▶ **Task inputs**:
----------------
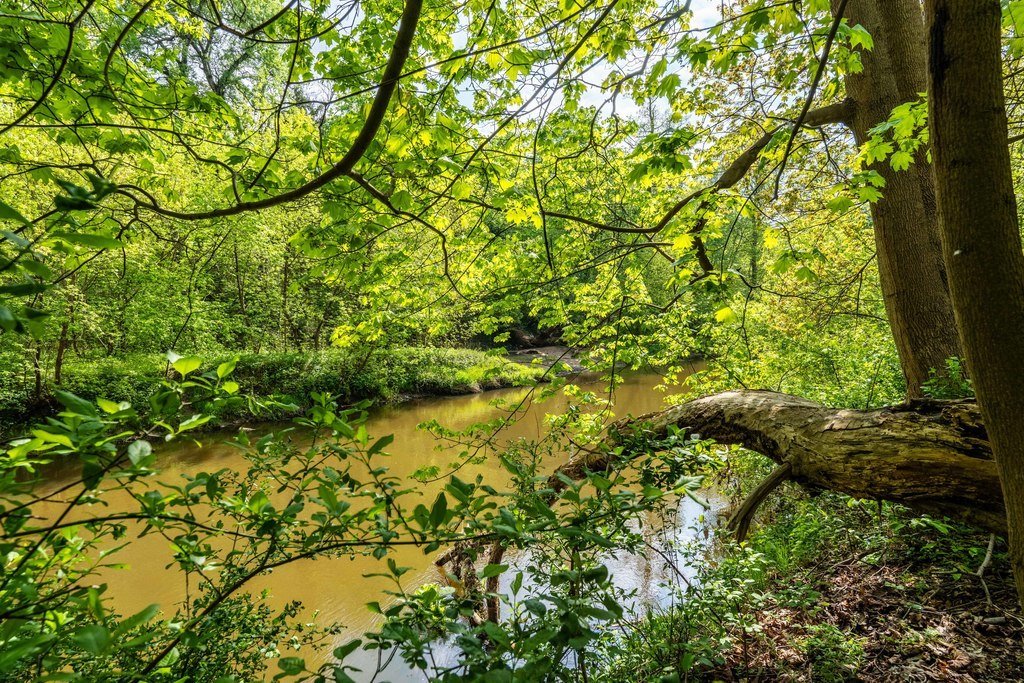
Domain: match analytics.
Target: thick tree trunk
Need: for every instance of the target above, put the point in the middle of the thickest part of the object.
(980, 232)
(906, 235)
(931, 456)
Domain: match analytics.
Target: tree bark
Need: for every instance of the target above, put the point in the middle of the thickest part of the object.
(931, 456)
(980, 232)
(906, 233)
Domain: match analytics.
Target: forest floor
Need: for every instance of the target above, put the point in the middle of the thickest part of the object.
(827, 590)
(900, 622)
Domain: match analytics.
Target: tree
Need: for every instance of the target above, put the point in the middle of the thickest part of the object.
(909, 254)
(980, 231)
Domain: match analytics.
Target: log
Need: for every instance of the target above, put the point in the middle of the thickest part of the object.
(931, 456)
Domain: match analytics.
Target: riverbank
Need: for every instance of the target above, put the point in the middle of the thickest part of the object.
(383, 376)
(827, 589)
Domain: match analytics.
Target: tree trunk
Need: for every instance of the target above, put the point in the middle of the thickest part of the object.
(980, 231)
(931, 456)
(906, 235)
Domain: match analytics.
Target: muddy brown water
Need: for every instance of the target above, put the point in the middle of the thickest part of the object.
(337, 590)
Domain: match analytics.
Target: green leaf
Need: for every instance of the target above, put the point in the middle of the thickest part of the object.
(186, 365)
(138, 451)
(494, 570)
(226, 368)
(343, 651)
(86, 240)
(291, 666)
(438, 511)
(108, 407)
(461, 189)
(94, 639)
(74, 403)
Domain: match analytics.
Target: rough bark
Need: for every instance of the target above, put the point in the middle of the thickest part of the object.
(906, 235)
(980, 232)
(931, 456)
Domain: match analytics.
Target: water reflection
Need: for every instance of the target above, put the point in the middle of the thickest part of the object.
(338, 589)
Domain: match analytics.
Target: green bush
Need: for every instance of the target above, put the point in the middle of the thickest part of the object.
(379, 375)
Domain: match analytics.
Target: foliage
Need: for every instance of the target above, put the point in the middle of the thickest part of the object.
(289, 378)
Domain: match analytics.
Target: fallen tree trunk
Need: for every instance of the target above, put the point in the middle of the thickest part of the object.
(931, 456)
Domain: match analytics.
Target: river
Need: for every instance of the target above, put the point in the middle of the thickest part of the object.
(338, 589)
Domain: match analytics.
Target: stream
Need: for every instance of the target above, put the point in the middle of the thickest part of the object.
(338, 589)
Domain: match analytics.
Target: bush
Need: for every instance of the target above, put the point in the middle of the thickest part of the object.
----------------
▶ **Your task**: Gather every line from the records above that contains the string "trunk". Case matters when matching.

▶ **Result**:
Target: thick tree trunk
Target: tree trunk
Target: fallen tree trunk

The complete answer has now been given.